> _EXTRACT TO READ_:
++++
29 Aug 2025 · 5 min read · By Dr Ash Kumar

You know the feeling. The diary is full, the inbox is relentless, and somewhere between the back-to-back meetings and the weekend emails, you quietly stopped asking why you were doing any of it. Not dramatically — there was no single moment of crisis. Just a slow, almost imperceptible dimming of the thing that once made the work feel worthwhile.

That gradual erosion is exactly what this conversation on Transforming Stress with Dr Ash sets out to address. In this episode, Dr Ash Kumar speaks with Fionnuala Featherstone, a transformation coach, about one of the most underrated forces in preventing burnout: a clear, grounded sense of purpose. Their discussion draws directly from the Value Management section of Dr Ash's book The Boiling Frog, and it offers something genuinely useful for anyone who feels like they are moving fast but heading nowhere in particular.

Why Purpose Is Not a Luxury

There is a tendency to treat purpose as something for weekends and retreats — a philosophical indulgence that busy professionals do not have time for. That framing gets it exactly backwards.
++++
> _EXTRACTED ENTRIES_:
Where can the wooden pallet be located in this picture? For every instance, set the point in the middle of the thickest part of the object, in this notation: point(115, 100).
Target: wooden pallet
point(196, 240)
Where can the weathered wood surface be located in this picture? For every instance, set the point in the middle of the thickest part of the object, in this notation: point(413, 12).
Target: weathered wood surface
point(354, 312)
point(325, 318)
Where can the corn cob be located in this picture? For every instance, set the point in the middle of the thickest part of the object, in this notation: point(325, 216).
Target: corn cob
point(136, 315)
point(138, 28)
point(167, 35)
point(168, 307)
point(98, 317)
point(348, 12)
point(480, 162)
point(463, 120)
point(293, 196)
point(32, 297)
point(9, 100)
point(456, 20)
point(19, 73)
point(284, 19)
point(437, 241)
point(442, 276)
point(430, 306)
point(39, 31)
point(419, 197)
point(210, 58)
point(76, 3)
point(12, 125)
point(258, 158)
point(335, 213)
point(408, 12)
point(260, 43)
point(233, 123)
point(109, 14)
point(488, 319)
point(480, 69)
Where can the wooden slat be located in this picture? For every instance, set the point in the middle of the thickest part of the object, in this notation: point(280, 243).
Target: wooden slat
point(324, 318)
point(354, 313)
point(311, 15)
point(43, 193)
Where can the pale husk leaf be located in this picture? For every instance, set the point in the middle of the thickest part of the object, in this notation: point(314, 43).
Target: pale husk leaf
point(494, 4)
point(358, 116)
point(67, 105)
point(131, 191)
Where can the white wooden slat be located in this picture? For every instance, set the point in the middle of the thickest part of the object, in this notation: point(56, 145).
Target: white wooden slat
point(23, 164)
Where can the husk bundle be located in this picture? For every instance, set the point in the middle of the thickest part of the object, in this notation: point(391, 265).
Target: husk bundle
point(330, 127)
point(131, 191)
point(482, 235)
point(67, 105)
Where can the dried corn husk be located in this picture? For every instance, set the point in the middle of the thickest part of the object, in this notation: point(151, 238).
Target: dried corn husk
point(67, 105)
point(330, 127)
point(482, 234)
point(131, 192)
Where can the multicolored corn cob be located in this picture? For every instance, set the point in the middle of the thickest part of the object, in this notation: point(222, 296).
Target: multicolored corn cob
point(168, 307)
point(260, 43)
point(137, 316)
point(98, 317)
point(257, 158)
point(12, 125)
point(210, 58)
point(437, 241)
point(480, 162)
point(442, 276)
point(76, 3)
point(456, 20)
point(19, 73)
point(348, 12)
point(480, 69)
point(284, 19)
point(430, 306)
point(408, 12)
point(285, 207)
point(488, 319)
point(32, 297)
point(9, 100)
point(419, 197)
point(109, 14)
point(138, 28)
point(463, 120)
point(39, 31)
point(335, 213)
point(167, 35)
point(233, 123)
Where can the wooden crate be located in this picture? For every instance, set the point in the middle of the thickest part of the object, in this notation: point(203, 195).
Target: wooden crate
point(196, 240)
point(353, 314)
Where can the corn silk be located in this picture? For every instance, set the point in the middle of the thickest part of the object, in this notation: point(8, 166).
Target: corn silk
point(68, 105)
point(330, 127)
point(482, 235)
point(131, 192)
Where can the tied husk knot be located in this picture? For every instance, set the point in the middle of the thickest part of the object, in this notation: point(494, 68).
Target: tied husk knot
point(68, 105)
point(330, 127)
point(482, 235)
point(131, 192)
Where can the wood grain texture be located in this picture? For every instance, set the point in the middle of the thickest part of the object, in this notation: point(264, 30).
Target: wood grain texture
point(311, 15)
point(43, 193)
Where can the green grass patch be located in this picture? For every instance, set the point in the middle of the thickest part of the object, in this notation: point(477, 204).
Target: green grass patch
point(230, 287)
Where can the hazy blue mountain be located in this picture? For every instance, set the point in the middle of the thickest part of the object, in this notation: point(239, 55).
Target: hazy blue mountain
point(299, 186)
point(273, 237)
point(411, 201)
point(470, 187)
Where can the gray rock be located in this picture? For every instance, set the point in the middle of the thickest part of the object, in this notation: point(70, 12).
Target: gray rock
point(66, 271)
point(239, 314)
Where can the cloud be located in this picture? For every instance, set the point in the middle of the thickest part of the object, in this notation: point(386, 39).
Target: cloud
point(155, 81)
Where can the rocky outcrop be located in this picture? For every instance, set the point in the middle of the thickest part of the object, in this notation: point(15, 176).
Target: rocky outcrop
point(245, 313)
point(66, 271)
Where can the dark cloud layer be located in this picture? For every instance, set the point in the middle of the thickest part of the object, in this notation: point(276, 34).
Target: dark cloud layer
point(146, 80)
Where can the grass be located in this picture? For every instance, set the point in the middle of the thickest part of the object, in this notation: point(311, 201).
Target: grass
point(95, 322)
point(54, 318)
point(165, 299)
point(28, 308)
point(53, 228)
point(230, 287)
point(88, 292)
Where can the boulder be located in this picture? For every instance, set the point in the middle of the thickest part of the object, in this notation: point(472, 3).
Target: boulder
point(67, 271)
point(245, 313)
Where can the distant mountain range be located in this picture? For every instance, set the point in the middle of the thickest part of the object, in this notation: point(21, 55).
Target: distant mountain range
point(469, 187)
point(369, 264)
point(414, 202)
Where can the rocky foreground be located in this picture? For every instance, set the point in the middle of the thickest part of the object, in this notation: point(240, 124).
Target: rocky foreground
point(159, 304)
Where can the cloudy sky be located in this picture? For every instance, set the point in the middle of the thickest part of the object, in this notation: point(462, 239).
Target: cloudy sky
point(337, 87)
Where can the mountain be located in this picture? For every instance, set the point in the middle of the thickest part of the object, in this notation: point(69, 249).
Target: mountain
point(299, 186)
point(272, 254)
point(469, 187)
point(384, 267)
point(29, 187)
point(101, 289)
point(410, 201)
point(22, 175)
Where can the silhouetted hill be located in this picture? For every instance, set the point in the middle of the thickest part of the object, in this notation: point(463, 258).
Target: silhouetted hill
++++
> _TASK INSTRUCTIONS_:
Carry the article above on purpose as a guard against burnout forward from its final sentence.

> _SOLVED PROBLEM_:
When you lack a clear sense of why you are doing what you are doing, every demand on your time and energy costs more. Without a values anchor, you say yes to things that drain you and find it harder to protect the things that restore you. The cognitive load of an undirected life is enormous.

Chronic stress, by its nature, narrows your thinking. It shifts your focus toward immediate threats and away from the longer view. Purpose works in the opposite direction — it gives you a reference point outside the noise, something stable to orient yourself against when everything else feels chaotic.

The Boiling Frog Problem with Purpose

The reason so many people lose their sense of purpose without noticing is the same reason burnout itself creeps up on you: the change is gradual. A year ago, you were engaged. Six months ago, you were tired but coping. Today, you are running on habit and obligation alone — and because each step was small, there was no clear moment where an alarm should have sounded.

This is the boiling frog pattern. The water heats slowly, and you adapt at each increment. By the time the disconnection from purpose becomes undeniable, it has often been building for a very long time. Catching it early — before you are fully depleted — is far easier than trying to reconstruct meaning from a state of exhaustion.

That is why the work of clarifying your values and purpose is not something to defer until you feel better. It is precisely the kind of work that helps you feel better.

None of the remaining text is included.